» Things to do:
• 1. In the forum post on glmer Z-tests, reproduce the text word for word, starting at the words "As I have read" and ending after "the random effects?".
• 2. In the forum post on glmer Z-tests, according to what the writer has read, when is the Wald Z test appropriate for GLMMs?

» Given passage:
Skip to content

glmer Z-test with individual random effects

7 messages · Jens Åström, Ben Bolker, Jarrod Hadfield +2 more

#
Dear list,

As I have read (Bolker et al. 2009 TREE), the Wald Z test is only
appropriate for GLMMs in cases without overdispersion.

Assuming we use family=poisson with lmer and tackle overdispersion by
incorporating an individual random effect AND this adequately "reduces"
the overdispersion, is it then OK to use the Wald z test as reported by
lmer?

In other words, are the p-values reported by lmer in those cases
useful/"correct"? Or do they suffer from the usual problems with
figuring out the number of parameters used by the random effects?

Secondly, is it good practice to judge lmer's capability of "reducing"
the overdispersion by summing the squared residuals (pearson) and
compare this to a chi square distribution (with N-1 degrees of freedom)?

» Given material:

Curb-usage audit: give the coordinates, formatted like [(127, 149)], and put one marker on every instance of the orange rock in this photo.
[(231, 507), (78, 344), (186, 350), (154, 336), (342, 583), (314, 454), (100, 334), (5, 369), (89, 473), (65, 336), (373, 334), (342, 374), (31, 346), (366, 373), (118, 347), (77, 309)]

» Answers provided:
• 1.
As I have read (Bolker et al. 2009 TREE), the Wald Z test is only
appropriate for GLMMs in cases without overdispersion.

Assuming we use family=poisson with lmer and tackle overdispersion by
incorporating an individual random effect AND this adequately "reduces"
the overdispersion, is it then OK to use the Wald z test as reported by
lmer?

In other words, are the p-values reported by lmer in those cases
useful/"correct"? Or do they suffer from the usual problems with
figuring out the number of parameters used by the random effects?

• 2. Only in cases without overdispersion.